Recorded data:
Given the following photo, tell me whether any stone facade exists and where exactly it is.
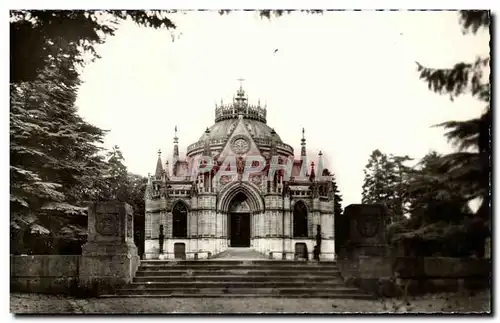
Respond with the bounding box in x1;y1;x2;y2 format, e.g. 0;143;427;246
145;87;335;259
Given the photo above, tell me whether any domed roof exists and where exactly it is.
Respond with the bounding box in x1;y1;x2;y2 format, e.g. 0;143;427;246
200;118;281;142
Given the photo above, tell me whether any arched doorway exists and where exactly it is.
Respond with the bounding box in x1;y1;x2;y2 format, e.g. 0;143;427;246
293;201;308;238
228;192;254;247
172;201;188;238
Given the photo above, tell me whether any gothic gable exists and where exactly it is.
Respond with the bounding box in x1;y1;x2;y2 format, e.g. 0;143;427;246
219;118;260;162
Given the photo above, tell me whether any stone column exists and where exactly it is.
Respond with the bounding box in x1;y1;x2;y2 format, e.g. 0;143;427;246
79;201;140;294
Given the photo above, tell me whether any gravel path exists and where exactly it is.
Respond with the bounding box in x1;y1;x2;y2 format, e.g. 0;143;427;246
10;291;491;314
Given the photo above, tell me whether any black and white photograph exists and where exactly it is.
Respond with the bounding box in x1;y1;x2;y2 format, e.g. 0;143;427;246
4;4;495;316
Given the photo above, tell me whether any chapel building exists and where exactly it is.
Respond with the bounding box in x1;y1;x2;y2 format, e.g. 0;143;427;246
145;86;335;259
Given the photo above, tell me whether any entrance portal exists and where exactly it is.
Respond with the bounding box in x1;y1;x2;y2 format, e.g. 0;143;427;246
228;193;250;247
231;213;250;247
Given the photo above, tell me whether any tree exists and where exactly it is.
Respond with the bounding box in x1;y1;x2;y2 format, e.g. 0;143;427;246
10;62;105;230
362;149;411;222
389;155;412;215
361;149;389;204
10;10;175;251
417;10;492;223
322;168;342;215
10;10;175;83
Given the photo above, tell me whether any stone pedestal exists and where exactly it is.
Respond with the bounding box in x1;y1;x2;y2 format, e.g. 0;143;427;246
79;202;140;294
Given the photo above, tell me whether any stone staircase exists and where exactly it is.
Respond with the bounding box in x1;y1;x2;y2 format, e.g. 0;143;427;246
102;259;373;299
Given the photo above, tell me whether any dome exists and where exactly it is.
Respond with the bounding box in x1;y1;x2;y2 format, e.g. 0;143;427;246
200;119;281;142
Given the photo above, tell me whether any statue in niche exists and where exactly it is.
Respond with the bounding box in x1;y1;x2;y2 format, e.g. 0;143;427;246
313;224;321;261
158;224;165;255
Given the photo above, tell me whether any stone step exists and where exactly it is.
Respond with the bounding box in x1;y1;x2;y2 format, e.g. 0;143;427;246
141;259;337;267
134;275;343;284
125;280;344;289
100;292;375;301
116;286;363;296
136;268;340;277
138;264;338;271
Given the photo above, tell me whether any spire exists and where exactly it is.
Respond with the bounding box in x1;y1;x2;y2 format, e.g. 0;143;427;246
309;162;316;182
165;160;170;178
203;127;211;156
236;78;247;103
173;126;179;165
155;149;163;178
270;128;278;158
300;128;306;156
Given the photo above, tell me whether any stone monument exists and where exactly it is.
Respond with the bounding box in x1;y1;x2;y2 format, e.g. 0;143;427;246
337;204;392;294
79;201;140;294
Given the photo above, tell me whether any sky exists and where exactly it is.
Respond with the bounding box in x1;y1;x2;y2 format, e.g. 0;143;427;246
77;11;489;206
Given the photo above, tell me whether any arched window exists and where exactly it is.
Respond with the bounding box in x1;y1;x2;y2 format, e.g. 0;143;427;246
293;201;307;238
172;202;187;238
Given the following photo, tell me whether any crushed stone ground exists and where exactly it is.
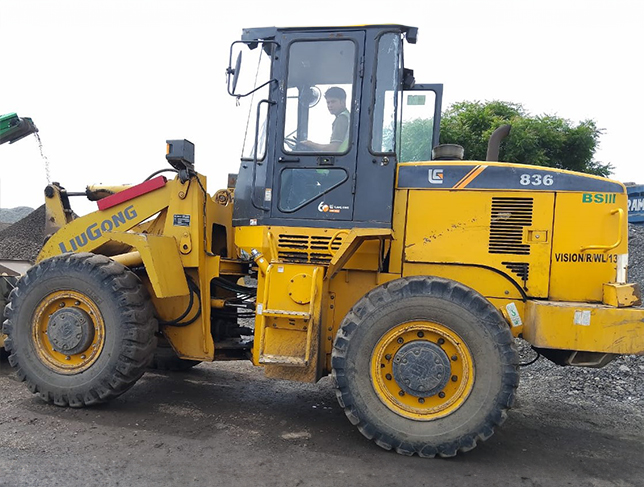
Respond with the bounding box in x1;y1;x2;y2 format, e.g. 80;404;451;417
0;210;644;431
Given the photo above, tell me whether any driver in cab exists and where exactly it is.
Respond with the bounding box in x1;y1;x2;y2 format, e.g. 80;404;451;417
300;86;351;152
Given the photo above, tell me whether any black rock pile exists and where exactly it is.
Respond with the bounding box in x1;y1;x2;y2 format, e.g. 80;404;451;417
0;205;45;262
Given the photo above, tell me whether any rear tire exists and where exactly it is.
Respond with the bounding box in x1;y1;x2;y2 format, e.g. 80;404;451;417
332;276;519;457
4;253;157;407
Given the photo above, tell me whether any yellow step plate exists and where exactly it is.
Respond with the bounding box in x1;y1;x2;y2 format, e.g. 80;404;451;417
523;301;644;355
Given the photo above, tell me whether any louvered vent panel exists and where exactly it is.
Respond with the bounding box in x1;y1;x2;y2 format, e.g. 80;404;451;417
489;198;534;255
277;234;342;265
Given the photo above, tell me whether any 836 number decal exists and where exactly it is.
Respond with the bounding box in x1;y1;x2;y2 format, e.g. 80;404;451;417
519;174;555;186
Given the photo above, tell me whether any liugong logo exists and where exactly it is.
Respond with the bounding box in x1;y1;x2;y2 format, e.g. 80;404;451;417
428;169;443;184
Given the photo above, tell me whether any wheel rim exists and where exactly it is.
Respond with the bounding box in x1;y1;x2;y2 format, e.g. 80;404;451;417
32;291;105;374
371;321;474;421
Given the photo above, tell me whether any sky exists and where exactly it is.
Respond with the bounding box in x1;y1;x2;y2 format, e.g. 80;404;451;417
0;0;644;214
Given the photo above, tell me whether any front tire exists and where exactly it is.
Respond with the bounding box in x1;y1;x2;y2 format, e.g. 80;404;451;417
332;276;519;457
4;253;157;407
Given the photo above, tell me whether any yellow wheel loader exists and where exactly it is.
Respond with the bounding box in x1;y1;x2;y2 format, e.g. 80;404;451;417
4;25;644;457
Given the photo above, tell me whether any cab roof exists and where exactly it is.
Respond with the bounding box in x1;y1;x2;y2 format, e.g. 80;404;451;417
242;24;418;44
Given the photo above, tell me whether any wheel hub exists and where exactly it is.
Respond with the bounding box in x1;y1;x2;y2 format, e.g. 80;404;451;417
47;307;94;355
392;340;451;397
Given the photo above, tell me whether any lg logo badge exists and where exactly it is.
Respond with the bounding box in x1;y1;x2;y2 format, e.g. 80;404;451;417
429;169;443;184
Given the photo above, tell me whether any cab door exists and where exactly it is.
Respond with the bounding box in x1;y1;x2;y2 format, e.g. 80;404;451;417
265;31;365;226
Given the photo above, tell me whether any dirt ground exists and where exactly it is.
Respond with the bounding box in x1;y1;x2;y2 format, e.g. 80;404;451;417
0;361;644;487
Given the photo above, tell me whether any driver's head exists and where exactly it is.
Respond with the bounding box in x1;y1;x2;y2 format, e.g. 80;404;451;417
324;86;347;115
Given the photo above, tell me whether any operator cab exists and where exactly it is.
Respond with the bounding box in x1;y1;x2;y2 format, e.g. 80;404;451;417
227;25;442;228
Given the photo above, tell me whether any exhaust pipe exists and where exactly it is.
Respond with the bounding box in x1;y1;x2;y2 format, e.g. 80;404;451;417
485;124;512;162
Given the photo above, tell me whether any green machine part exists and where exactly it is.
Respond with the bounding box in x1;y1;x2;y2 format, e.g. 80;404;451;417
0;113;38;145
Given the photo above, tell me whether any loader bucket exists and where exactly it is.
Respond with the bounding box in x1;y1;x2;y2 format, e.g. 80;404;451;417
0;113;38;145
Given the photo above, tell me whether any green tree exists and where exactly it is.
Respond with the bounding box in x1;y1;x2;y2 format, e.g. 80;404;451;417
440;101;613;176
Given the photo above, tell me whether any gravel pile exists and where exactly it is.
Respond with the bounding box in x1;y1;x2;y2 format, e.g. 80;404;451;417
0;205;45;262
0;210;644;430
516;225;644;433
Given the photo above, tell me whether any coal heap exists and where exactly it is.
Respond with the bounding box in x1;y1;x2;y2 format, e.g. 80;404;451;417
0;205;45;262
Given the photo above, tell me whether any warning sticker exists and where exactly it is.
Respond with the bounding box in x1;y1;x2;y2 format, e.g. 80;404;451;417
574;310;590;326
172;214;190;227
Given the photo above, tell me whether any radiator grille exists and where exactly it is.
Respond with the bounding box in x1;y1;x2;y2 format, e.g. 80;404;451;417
277;234;344;265
489;198;534;255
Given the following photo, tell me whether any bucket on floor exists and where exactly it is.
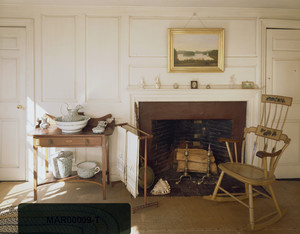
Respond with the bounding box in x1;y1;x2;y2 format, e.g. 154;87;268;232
51;151;73;179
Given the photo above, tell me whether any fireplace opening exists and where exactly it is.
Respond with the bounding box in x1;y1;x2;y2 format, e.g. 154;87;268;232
138;101;247;174
151;119;232;172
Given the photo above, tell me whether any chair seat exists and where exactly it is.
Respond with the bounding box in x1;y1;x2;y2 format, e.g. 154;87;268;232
218;162;275;185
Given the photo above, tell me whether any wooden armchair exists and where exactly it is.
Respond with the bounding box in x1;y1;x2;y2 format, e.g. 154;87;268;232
204;95;292;230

* TASK PROMPT
Filter the items above down to every line that contains the word "bucket", treating case as significant.

* RESULT
Given the photo above, tell me whether any loader bucket exists and where exactly it is.
Given the following photo, tell me whether any bucket on floor exists and where exactly it is.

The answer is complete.